Print every line below exactly. Skip the pictures.

Stored data entries
=== Begin Enclosure ===

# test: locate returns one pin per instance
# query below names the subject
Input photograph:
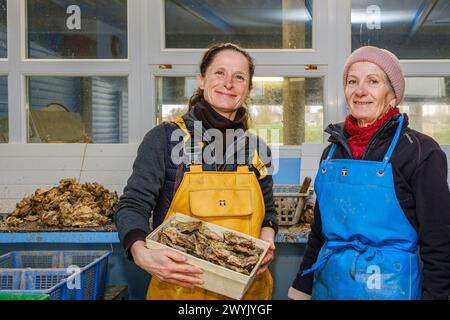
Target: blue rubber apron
(370, 246)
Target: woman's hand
(268, 235)
(166, 265)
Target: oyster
(233, 239)
(186, 227)
(180, 239)
(247, 251)
(209, 233)
(232, 251)
(69, 204)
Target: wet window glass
(413, 29)
(82, 29)
(427, 103)
(4, 109)
(3, 30)
(283, 110)
(78, 109)
(253, 24)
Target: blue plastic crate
(48, 272)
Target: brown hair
(208, 58)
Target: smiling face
(368, 93)
(225, 84)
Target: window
(252, 24)
(284, 110)
(427, 103)
(3, 35)
(413, 29)
(80, 29)
(4, 109)
(78, 109)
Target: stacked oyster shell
(70, 204)
(229, 250)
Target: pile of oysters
(70, 204)
(229, 250)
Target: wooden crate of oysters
(228, 258)
(70, 206)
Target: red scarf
(359, 137)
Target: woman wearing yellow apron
(205, 165)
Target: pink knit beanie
(386, 60)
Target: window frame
(158, 54)
(17, 67)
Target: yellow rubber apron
(230, 199)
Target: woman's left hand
(268, 235)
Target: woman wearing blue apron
(382, 218)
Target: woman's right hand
(166, 265)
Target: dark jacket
(420, 181)
(151, 186)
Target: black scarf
(213, 120)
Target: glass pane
(255, 24)
(3, 33)
(286, 111)
(427, 103)
(4, 109)
(413, 29)
(80, 29)
(78, 109)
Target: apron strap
(388, 155)
(192, 150)
(323, 165)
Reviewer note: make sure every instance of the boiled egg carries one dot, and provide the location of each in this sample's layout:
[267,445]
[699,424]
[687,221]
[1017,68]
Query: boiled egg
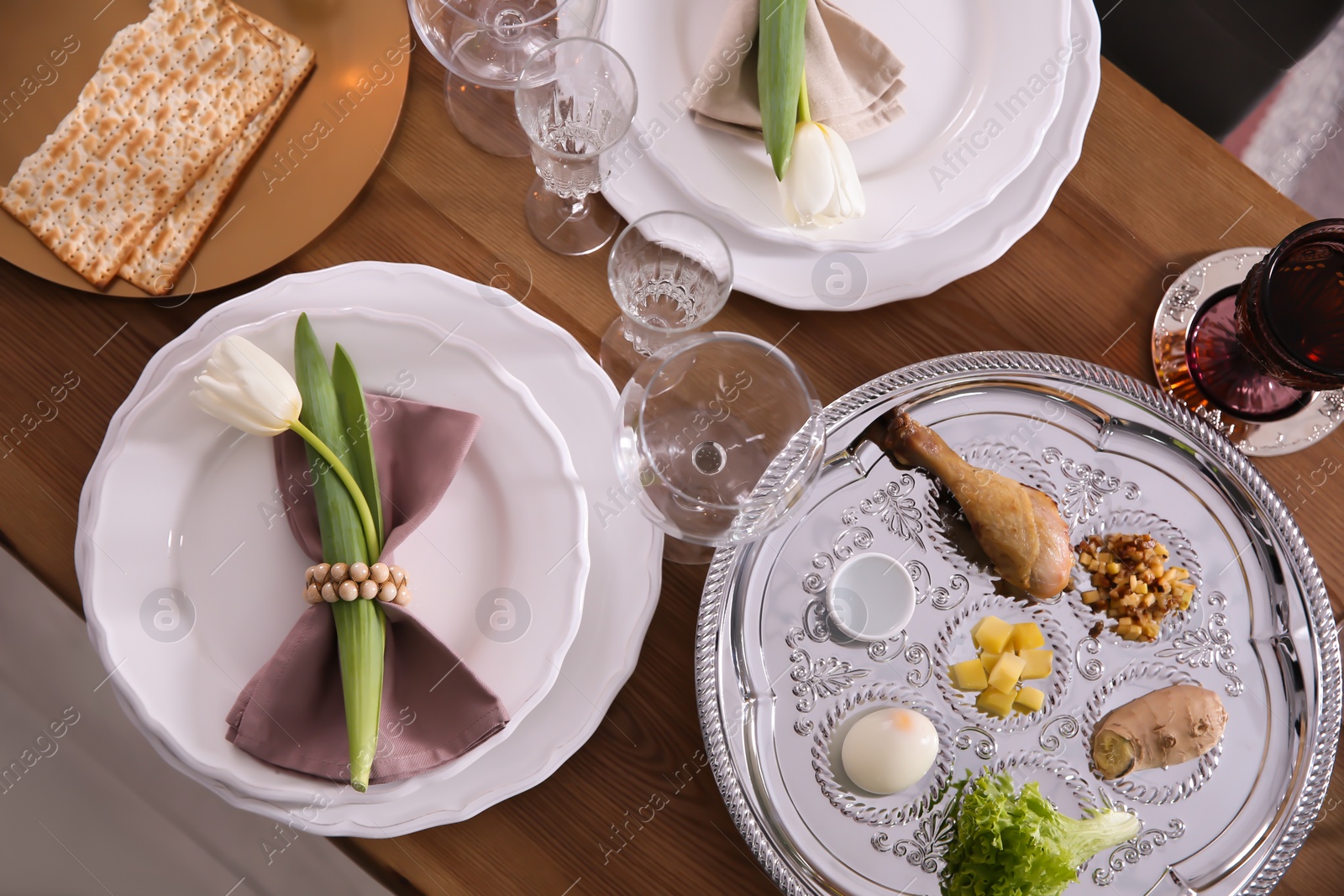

=== End Enclosure ===

_ANSWER FOR THE TASK_
# test: locate returns one pin per instance
# query below names the subject
Input photograph:
Target: blue rubber apron
(370, 246)
Target: woman's hand
(268, 235)
(166, 265)
Target: oyster
(233, 239)
(186, 227)
(180, 239)
(247, 251)
(209, 233)
(232, 251)
(69, 204)
Target: wet window glass
(413, 29)
(82, 29)
(427, 103)
(4, 109)
(3, 30)
(283, 110)
(78, 109)
(253, 24)
Target: blue plastic crate
(48, 272)
Target: brown hair
(208, 58)
Target: smiling face
(368, 93)
(225, 84)
Target: window
(252, 24)
(284, 110)
(427, 103)
(3, 35)
(413, 29)
(80, 29)
(4, 109)
(78, 109)
Target: stacked oyster shell
(70, 204)
(229, 250)
Target: pile of oysters
(70, 204)
(229, 250)
Target: wooden crate of oysters
(228, 258)
(70, 206)
Target: red scarf
(359, 137)
Target: woman wearing yellow apron
(205, 165)
Target: pink knit beanie
(386, 60)
Target: window frame
(158, 54)
(17, 67)
Target: yellow rubber apron
(230, 199)
Target: woman's left hand
(268, 235)
Target: woman wearing blue apron
(382, 218)
Target: woman's right hand
(166, 265)
Target: dark jacket
(420, 181)
(151, 186)
Target: black scarf
(213, 120)
Target: glass pane
(255, 24)
(3, 33)
(286, 111)
(427, 103)
(4, 109)
(413, 29)
(80, 29)
(78, 109)
Target: apron strap
(388, 155)
(192, 150)
(323, 165)
Reviewer note: make sure every instance of the boiled egg carries one dot, and provide the location of each in this sample's layout:
[267,445]
[699,424]
[687,221]
[1017,68]
Query: boiled egg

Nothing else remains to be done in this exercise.